4.4. Verweerder beroept zich op het ontbreken van zelfstandigheid. Hij verwijst daarbij naar het arrest van de Hoge Raad van 21 november 1990, nr. 26 895, V-N 1990/3889 en het daarop gebaseerde Besluit van de Staatssecretaris van 15 december 2005. In genoemd arrest heeft de Hoge Raad overwogen dat om als hulpmiddel te worden aangemerkt het middel na het aanbrengen of plaatsen ervan een zelfstandige zaak dient te blijven. Deze zaak betrof evenwel de kosten van de aanleg van een elektrische binnenlift. Hulpmiddelen die verband houden met het aanpassen van woningen zijn specifiek geregeld in artikel 20a van het Uitvoeringsbesluit inkomstenbelasting 2001. De rechtbank is dan ook van oordeel dat overwegingen genoemd in jurisprudentie ten aanzien van woningaanpassingen niet toepasbaar zijn op hulpmiddelen van geheel andere aard. Daarbij komt dat het criterium ‘zelfstandigheid’ in de wetsgeschiedenis niet wordt genoemd. Nu niet in geschil is dat een kroon voldoet aan de omschrijving van hulpmiddel in artikel 6.17, tweede lid, van de Wet IB 2001, leidt dit ertoe dat de uitgaven voor de kroon op grond van artikel 6.24, eerste lid, van de Wet IB 2001, worden verhoogd met 65 %. Uit de formulering van laatstgenoemd artikel dat spreekt over het ‘bedrag van de uitgaven voor onder meer hulpmiddelen’ alsmede de ratio ervan – het aftrekbare bedrag van de kosten verband houdende met onder meer hulpmiddelen mag verhoogd – leidt de rechtbank af dat ook de kosten voor het plaatsen van de kroon onder het artikel vallen. Ook het subsidiaire standpunt van verweerder wordt derhalve verworpen.

4.5. Uit het voorgaande volgt dat de kosten van de kroon alsmede de kosten ter zake van het aanbrengen ervan in aanmerking komen voor de verhogingsfactor van 1,65. De rechtbank rekent hiertoe voor eiser de kosten die zijn gemaakt op 20 november 2003, te weten € 129,48 en voor de echtgenote van eiser de kosten die zijn gemaakt op 5 september 2003, te weten € 752,38, totaal € 881,86. Vermenigvuldigd met 1,65 levert dit een bedrag op van € 1.455. Dit resulteert in persoonsgebonden aftrek wegens buitengewone uitgaven van € 4.891. Het belastbaar inkomen uit werk en woning komt hiermee op een bedrag van € 10.984 (€ 15.875 verminderd met € 4.891).

• Opgaven:
1) Hoeveel bedraagt volgens de tekst over de kosten van de kroon de persoonsgebonden aftrek wegens buitengewone uitgaven?
2) Schrijf een vervolg op de tekst over de kosten van de kroon, direct na de laatste zin.
De gegevens hieronder spelen hier geen enkele rol.

• Gegevensoverzicht:
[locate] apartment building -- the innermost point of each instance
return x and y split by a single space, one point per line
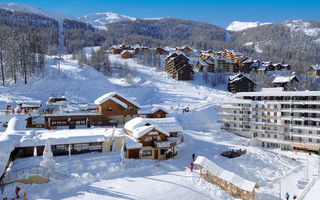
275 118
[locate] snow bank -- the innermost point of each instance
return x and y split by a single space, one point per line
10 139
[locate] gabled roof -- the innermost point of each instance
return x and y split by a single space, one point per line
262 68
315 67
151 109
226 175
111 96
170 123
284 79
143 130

---

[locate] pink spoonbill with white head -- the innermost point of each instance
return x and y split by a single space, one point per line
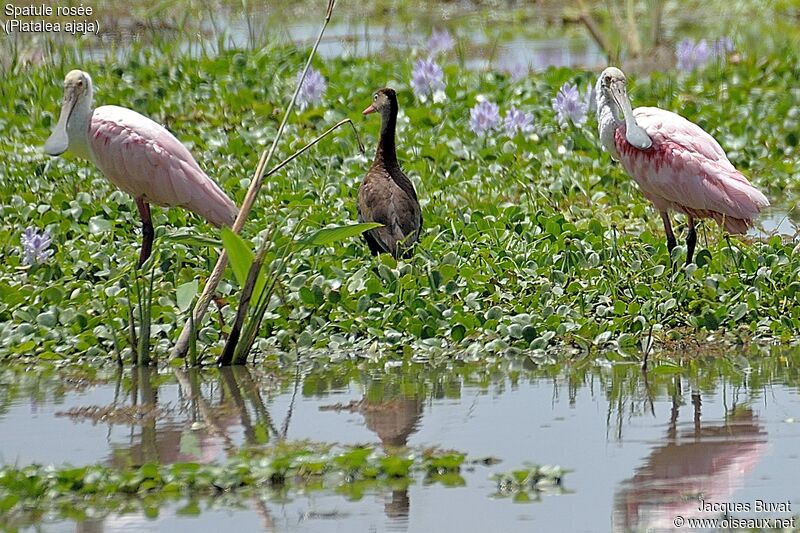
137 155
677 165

* * *

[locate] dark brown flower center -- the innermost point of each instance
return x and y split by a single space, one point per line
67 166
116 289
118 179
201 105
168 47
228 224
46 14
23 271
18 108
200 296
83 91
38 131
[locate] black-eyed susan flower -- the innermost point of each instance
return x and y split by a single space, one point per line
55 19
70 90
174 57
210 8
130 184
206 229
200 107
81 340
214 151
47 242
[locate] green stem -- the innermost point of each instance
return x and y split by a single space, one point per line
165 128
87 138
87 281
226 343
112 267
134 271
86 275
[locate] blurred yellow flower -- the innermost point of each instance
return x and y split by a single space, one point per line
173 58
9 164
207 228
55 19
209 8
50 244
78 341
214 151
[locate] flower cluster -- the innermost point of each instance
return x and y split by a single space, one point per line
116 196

• Uitkomsten oefening:
1) € 4.891.

2)
5. Proceskosten

De rechtbank vindt aanleiding verweerder te veroordelen in de kosten die eiser in verband met de behandeling van het bet beroep redelijkerwijs heeft moeten maken. Deze kosten zijn op de voet van het Besluit proceskosten bestuursrecht voor de door een derde beroepsmatig verleende rechtsbijstand vastgesteld op € 644 (1 punt voor het indienen van het beroepschrift, 1 punt voor het verschijnen ter zitting met een waarde per punt van € 322,- en een wegingsfactor 1).

6. Beslissing

De rechtbank

- verklaart het beroep gegrond;

- vernietigt de bestreden uitspraak;

- vermindert de aanslag tot een berekend naar een belastbaar inkomen van € 10.984,-;

- veroordeelt verweerder in de proceskosten van eiser tot een beloop van€ 644 en wijst de Staat aan dit bedrag aan eiser te voldoen, en

- gelast verweerder het door eiser betaalde griffierecht ad € 38 aan eiser te vergoeden;

Deze uitspraak is gedaan op 8 juni 2007 en op dezelfde dag in het openbaar uitgesproken door mr. L.F. Roseval, rechter, in tegenwoordigheid van mr. M.C. Anema, griffier.

Afschrift verzonden aan partijen op:

De rechtbank heeft geen bezwaar tegen afgifte door de griffier van een afschrift van de uitspraak in geanonimiseerde vorm.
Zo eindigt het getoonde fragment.